But the DOC has attempted to revive the 12-hour shift over the past year.
It first proposed bringing the shift back in February but backtracked after COBA opposed the plan. The DOC again floated the proposal in the fall, leading to the implementation of the 12-hour shift pilot at RNDC, which went into effect on Nov. 30.
The DOC, which announced the plan in October, held seven town halls on the change in November prior to the start of the pilot, according to a written communication sent from DOC leadership to staff.
But the feedback sessions didn’t appear to win over many officers.
“We are being experimented on,” Benny Boscio, COBA’s president, told the Eagle in regard to the pilot program.
The union accused the DOC in the suit of behaving in a particularly "heartless fashion” by instituting the pilot “around the holidays and in the middle of a school year leaving correction officers only a few days to sort out childcare and personal life issues before either needing to come to work for 12 consecutive hours.”

(Point-per-instance localization data)
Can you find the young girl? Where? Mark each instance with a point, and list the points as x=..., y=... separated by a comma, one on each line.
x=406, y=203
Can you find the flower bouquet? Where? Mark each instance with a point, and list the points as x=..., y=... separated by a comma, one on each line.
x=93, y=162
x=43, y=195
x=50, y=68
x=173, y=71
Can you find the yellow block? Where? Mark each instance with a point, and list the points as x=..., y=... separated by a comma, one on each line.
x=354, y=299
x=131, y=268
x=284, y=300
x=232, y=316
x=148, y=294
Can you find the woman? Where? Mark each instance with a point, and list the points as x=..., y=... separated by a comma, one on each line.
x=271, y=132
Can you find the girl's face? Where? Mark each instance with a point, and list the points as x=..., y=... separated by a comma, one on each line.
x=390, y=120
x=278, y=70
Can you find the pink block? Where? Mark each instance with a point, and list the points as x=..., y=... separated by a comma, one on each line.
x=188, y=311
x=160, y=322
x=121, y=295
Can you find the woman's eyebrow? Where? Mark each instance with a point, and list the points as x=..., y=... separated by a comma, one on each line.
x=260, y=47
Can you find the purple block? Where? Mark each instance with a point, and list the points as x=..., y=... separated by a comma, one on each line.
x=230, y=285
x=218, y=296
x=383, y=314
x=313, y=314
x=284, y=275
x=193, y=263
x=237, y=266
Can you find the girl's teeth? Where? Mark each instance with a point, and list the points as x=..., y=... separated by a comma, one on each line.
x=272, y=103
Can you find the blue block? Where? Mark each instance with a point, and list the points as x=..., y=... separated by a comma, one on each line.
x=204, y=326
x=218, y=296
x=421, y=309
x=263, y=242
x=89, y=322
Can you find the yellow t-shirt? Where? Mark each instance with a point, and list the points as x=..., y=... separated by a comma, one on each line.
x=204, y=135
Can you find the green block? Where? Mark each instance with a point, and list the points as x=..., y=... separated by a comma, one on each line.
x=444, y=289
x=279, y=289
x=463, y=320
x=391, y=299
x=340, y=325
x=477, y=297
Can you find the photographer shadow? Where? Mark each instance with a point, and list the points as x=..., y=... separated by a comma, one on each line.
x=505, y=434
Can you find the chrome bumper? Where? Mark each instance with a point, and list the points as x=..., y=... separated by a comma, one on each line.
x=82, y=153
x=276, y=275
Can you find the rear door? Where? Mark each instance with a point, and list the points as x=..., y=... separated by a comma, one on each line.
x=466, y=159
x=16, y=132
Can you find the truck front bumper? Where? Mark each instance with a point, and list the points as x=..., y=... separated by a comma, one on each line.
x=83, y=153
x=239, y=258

TASKS TO PERFORM>
- A) Retype the part of the 12-hour shift passage between "But the DOC" and "over many officers.", inclusive.
- B) Answer these questions using the passage on the 12-hour shift pilot:
(i) On what date did the pilot at RNDC go into effect?
(ii) How many town halls did the DOC hold on the change in November?
(iii) Who is COBA's president?

RESULTS OF THE EXERCISE>
- A)
But the DOC has attempted to revive the 12-hour shift over the past year.
It first proposed bringing the shift back in February but backtracked after COBA opposed the plan. The DOC again floated the proposal in the fall, leading to the implementation of the 12-hour shift pilot at RNDC, which went into effect on Nov. 30.
The DOC, which announced the plan in October, held seven town halls on the change in November prior to the start of the pilot, according to a written communication sent from DOC leadership to staff.
But the feedback sessions didn’t appear to win over many officers.

- B)
(i) Nov. 30
(ii) Seven
(iii) Benny Boscio